OBJECTIVE: Duplicate every line of the listing below without changing anything.

─── STORED RECORDS ───

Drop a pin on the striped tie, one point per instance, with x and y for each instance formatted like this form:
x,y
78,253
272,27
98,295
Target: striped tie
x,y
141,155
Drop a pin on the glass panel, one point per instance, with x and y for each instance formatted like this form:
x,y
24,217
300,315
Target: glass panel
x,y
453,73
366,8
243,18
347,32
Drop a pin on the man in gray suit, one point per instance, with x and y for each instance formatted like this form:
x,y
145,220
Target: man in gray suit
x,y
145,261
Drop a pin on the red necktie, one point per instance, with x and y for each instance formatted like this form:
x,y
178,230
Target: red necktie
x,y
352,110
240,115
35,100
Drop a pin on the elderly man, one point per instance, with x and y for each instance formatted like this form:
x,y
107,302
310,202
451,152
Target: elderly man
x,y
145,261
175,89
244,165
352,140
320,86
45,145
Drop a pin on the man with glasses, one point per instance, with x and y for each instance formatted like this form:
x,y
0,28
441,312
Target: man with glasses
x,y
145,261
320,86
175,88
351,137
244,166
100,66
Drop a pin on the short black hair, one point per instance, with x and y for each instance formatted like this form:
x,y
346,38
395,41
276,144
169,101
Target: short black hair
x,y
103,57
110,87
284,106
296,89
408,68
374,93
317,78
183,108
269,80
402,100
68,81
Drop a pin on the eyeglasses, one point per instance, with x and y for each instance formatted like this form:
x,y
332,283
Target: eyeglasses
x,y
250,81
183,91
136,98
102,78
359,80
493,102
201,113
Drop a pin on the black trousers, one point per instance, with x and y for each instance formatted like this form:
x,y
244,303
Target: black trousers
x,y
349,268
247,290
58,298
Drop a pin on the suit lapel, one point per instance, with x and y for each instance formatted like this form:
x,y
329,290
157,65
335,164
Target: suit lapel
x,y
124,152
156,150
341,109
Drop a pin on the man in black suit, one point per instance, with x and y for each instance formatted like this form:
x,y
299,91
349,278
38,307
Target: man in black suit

───

RESULT OF THE TASK:
Drop a pin on the striped tie, one point per instance, with x and y for each instance formatted like this form:
x,y
78,253
272,27
98,295
Target: striped tie
x,y
141,155
Drop a pin on the glass panel, one point per instance, with x and y for each instance formatted like this form:
x,y
24,217
300,315
Target: glass panel
x,y
453,73
366,8
243,18
347,32
Drop a pin on the man in gray suit, one point per instance, with x and y for each instance formatted like this form:
x,y
145,220
Target: man in gray suit
x,y
145,261
Drop a pin on the red necktie, one point per instance, with x and y for each instance formatted like this form:
x,y
178,230
Target: red necktie
x,y
352,110
240,115
35,100
Drop a pin on the elderly man, one point per instance, with x and y for each instance formatted like this form:
x,y
107,302
310,202
451,152
Target: elderly man
x,y
145,261
175,89
244,165
352,140
320,86
45,145
Drop a pin on the man with glasses, one point per instance, with x and y for each instance formatted like this form:
x,y
0,28
441,312
Target: man with glasses
x,y
145,261
320,86
175,88
351,137
244,166
100,66
Drop a pin on the short black hair, one point per instance, with x and y for each instance formatted like this form:
x,y
346,38
395,41
276,144
169,101
Target: short black hair
x,y
103,57
110,87
284,106
296,89
408,68
374,93
317,78
183,108
269,80
402,100
68,81
Drop a pin on the eyeglasses, one point per instance, with x and y for each instance formatted like this form:
x,y
332,283
Target: eyeglasses
x,y
250,81
183,91
136,98
102,78
359,80
493,102
201,113
Drop a pin on the black trousers, one point per instance, with x and y for each instance formatted like this form:
x,y
244,303
Target: black trousers
x,y
349,268
247,290
58,298
Drop a pin on the suit lapel, one point per instance, with x and y for each instance formatted like this form:
x,y
329,290
157,65
335,164
Target: suit lapel
x,y
124,152
156,150
341,109
Drop a pin on the man in black suit, one point per instance, with x and y for each instance formatted like this form:
x,y
299,91
349,278
38,307
Target: man in black suit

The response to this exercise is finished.